Activity. From the data below, copy exactly the lines that lie between the one holding "blue tractor refers" and the one holding "that the glass", including both, and nothing more.

Text-to-region grounding data.
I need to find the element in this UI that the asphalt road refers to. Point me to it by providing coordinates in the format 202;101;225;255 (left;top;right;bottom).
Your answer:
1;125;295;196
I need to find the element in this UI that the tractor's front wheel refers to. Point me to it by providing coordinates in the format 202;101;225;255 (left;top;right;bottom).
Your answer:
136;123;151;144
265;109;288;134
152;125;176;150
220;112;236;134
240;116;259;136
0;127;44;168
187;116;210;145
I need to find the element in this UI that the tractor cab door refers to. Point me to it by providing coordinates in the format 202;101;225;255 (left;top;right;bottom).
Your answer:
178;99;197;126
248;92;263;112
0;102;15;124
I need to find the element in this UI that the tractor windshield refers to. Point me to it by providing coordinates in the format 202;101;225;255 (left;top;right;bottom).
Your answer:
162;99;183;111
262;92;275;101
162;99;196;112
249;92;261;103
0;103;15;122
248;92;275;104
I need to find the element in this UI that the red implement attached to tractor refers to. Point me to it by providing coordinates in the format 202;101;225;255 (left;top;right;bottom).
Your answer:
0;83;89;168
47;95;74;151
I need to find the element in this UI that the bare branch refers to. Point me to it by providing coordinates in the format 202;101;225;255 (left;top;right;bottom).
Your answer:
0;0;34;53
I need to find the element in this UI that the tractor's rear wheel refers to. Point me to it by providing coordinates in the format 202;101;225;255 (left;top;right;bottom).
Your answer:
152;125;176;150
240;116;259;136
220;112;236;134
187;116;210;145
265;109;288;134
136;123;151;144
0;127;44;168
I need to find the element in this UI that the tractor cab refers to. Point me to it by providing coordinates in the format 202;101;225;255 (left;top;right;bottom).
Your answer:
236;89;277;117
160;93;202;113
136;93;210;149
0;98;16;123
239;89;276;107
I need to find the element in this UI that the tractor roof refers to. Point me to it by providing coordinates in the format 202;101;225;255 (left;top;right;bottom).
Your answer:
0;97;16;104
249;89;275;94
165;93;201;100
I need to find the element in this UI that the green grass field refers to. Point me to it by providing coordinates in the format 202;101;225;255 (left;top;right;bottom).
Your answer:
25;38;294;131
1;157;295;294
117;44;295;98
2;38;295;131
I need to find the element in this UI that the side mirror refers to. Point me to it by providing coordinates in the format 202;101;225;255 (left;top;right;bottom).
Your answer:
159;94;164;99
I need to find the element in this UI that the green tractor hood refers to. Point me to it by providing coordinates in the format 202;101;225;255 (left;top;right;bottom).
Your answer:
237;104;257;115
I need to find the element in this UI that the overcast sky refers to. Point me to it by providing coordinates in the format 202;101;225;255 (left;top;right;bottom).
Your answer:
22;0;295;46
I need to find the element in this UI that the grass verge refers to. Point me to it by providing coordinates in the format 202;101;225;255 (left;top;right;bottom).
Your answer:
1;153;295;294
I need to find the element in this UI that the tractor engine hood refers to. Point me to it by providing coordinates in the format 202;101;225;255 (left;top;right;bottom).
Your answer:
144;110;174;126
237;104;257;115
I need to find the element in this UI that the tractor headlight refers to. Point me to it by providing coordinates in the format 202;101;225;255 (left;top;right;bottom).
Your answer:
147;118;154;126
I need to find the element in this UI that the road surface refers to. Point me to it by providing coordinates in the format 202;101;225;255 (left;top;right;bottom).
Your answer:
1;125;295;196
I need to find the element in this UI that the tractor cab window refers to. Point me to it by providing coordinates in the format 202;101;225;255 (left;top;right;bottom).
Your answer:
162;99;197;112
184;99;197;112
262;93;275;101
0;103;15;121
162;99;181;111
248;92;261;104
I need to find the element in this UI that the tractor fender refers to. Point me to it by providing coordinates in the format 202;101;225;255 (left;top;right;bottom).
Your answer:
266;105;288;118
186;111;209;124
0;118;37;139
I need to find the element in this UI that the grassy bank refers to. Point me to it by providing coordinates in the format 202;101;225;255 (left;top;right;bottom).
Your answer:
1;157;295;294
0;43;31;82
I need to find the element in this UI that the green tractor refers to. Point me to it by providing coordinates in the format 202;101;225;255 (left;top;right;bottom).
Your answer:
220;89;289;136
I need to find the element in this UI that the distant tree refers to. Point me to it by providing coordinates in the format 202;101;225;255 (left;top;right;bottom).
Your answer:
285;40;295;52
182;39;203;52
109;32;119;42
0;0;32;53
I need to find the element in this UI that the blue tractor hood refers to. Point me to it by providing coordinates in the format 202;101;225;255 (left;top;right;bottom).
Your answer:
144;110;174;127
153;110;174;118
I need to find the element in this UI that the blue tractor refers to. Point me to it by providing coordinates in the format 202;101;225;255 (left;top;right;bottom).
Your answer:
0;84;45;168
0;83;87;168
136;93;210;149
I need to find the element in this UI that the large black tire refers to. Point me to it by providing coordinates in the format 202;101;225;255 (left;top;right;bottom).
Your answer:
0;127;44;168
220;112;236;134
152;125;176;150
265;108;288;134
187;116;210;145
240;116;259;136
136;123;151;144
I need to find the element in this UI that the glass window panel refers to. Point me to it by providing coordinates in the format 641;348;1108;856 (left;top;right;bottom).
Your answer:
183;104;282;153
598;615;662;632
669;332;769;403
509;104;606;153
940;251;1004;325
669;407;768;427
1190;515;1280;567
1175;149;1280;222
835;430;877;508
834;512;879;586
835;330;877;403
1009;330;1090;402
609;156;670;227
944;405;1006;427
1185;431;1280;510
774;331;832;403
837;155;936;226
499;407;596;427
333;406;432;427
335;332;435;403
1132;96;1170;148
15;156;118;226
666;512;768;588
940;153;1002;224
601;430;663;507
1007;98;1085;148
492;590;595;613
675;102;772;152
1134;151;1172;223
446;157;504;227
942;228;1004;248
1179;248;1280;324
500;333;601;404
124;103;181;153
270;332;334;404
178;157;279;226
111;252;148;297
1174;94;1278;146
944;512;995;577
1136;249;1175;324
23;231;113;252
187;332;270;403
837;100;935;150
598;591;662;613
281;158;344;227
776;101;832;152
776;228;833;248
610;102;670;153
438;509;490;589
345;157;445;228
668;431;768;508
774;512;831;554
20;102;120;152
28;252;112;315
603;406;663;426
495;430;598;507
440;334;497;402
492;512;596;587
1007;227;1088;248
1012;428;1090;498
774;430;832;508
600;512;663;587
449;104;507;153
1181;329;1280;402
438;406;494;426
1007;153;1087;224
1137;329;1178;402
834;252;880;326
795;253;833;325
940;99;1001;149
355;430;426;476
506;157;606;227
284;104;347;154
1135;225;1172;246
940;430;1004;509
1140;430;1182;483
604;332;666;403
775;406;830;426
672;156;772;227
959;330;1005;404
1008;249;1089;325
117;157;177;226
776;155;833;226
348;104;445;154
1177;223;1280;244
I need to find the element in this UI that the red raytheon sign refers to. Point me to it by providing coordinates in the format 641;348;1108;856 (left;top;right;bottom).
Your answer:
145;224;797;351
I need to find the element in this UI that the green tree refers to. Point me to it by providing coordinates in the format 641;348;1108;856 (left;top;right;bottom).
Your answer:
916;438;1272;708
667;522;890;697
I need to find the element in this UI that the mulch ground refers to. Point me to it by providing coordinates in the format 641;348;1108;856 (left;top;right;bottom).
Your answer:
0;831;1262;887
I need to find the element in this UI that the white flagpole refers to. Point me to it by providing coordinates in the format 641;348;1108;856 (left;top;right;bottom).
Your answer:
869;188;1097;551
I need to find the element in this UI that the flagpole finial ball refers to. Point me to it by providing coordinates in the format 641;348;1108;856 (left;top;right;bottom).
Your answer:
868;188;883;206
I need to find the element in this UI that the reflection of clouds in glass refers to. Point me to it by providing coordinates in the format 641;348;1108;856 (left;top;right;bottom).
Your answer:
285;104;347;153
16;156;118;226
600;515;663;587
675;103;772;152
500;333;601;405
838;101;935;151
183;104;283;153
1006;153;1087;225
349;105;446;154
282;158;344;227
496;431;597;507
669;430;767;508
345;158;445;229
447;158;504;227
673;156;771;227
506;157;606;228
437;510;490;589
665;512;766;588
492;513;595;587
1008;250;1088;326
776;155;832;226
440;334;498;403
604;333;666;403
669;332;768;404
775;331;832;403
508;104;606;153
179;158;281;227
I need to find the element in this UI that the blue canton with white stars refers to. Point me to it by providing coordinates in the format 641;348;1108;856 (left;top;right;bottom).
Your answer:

Exercise result.
I need to find the element in this UI that the blue tractor refers to. Point me to it by providing coordinates in the format 202;101;225;255 (left;top;right;bottom).
Your answer:
0;84;45;168
0;83;87;168
136;93;210;149
I need to find the element in this UI that the large black tire refers to. Point me to it by providing coordinates in the format 202;101;225;255 (left;top;right;bottom).
Your answer:
0;127;44;168
220;112;236;134
152;125;176;150
265;108;288;134
187;116;210;145
240;116;259;136
136;123;151;144
I need to find the element in this UI that the glass window panel refers to. Point me to it by providing coordinates in the format 641;348;1108;856 (left;top;right;bottom).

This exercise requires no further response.